__EXERCISE A__. From the post about the code and its graphs below, return everything from "If I put the" down to "equations are true?", word for word.
__EXERCISE B__. Put this sentence from the post about the code and its graphs into Spanish: "I do not know where it goes wrong in my code."

__TEXT TO READ__.
::::
The problem is that if you look at the graph you see that the outcomes do not match. dh/dt should be -u1(t) but that is not the case in the graphs. I do not know where it goes wrong in my code.
If I put the equations for u1(t), u2(t) and ud(t) in the Eqns the same results are obtained which seems strange to me. How do I write the code such that all equations are true?
::::
__DATA PROVIDED__.
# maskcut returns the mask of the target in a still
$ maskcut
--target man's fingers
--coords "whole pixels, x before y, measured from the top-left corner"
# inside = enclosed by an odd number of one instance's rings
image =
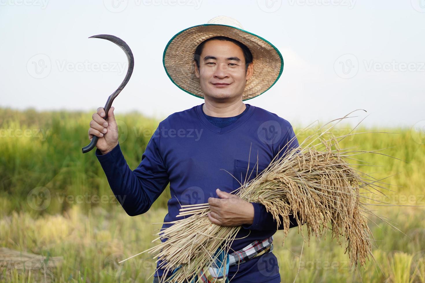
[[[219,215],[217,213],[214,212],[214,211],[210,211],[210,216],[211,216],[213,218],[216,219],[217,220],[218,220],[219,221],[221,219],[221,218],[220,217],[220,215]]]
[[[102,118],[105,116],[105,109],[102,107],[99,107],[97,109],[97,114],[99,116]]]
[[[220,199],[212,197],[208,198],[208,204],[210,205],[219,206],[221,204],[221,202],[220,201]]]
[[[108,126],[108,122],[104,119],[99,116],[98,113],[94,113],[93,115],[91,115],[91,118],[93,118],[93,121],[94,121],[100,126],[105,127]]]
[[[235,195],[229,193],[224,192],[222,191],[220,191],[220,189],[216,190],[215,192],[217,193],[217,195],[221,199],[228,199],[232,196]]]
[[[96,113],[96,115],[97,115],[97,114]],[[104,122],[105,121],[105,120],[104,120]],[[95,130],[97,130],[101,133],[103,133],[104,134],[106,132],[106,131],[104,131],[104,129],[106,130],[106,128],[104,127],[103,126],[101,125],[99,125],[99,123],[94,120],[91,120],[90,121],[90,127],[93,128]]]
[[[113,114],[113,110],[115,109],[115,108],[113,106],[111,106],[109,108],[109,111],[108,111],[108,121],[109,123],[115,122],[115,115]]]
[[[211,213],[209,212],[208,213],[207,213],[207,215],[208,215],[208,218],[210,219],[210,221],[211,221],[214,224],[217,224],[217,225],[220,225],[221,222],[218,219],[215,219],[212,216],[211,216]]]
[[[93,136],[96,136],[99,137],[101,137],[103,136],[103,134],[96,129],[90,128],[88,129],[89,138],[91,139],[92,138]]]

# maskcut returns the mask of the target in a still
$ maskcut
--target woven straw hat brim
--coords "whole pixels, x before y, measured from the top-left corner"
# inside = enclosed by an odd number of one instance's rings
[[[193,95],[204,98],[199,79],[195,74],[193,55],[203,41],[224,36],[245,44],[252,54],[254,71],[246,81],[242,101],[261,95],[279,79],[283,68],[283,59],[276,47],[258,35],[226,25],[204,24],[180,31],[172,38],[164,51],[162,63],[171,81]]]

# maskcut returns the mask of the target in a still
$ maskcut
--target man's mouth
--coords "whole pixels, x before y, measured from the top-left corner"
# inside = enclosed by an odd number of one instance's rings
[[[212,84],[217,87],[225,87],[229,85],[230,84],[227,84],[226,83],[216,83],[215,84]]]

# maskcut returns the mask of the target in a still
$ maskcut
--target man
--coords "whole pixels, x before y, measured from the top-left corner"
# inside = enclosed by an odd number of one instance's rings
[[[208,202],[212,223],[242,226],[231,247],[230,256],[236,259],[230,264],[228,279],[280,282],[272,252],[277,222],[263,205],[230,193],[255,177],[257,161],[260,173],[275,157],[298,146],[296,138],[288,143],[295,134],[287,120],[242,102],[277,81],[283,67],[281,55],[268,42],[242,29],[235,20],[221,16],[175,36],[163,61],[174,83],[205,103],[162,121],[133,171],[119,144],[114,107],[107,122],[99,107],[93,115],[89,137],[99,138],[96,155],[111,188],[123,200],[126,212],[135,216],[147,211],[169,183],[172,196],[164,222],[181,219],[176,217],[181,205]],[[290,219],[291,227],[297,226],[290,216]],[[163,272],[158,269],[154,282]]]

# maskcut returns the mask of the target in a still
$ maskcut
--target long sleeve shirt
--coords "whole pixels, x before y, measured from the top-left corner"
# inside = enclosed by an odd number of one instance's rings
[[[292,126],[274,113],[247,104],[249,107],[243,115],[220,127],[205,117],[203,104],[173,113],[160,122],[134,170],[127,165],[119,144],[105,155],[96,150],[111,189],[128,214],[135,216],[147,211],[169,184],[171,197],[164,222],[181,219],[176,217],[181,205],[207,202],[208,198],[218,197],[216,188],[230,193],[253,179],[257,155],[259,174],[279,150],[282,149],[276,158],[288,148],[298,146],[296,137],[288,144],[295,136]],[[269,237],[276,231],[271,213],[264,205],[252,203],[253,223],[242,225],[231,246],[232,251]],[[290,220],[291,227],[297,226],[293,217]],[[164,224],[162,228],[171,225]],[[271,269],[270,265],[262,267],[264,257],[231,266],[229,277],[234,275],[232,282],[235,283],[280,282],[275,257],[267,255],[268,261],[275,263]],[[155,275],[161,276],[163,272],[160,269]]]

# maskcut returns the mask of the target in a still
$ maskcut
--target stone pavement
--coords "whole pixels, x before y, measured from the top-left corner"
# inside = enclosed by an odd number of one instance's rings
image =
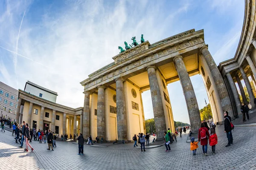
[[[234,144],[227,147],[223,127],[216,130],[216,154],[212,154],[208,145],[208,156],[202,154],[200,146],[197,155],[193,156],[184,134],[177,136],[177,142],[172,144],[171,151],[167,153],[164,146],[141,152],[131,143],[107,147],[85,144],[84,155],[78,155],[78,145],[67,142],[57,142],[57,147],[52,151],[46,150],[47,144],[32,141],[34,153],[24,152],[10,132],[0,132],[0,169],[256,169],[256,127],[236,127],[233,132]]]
::::
__FULL ANSWER A__.
If I put the equations for u1(t), u2(t) and ud(t) in the Eqns the same results are obtained which seems strange to me. How do I write the code such that all equations are true?

__FULL ANSWER B__. No sé en qué parte de mi código está el error.